→ **Work to be completed**
Render all of the records below as a two-column CSV with the headers instruction and response, one row per record. Wrap each field in double quotes and replace any line breaks inside a field with spaces.

########

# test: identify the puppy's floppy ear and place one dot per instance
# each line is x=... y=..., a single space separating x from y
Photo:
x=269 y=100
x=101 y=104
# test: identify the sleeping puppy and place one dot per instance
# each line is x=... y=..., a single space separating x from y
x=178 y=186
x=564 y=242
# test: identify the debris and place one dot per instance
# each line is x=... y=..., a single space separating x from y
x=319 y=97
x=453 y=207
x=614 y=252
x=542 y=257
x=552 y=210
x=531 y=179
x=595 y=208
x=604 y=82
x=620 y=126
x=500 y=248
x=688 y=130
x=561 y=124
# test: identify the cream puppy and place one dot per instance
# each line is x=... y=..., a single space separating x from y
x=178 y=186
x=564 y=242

########

→ **Correct result**
instruction,response
"# test: identify the puppy's floppy ear and place one dot per instance # each line is x=... y=..., a single space separating x from y Photo:","x=269 y=100 x=101 y=104"
"# test: identify the sleeping puppy and place one dot per instance # each line is x=... y=..., a single space separating x from y","x=178 y=186 x=564 y=242"
"# test: identify the debris and place one dot per instance # each line is x=... y=..., a single space separating x from y","x=319 y=97 x=453 y=207 x=614 y=252 x=542 y=257 x=552 y=210 x=531 y=179 x=595 y=208 x=604 y=82 x=620 y=126 x=500 y=248 x=688 y=130 x=561 y=124"
"# test: identify the cream puppy and place one dot per instance # each line is x=... y=..., a single space separating x from y","x=178 y=186 x=564 y=242"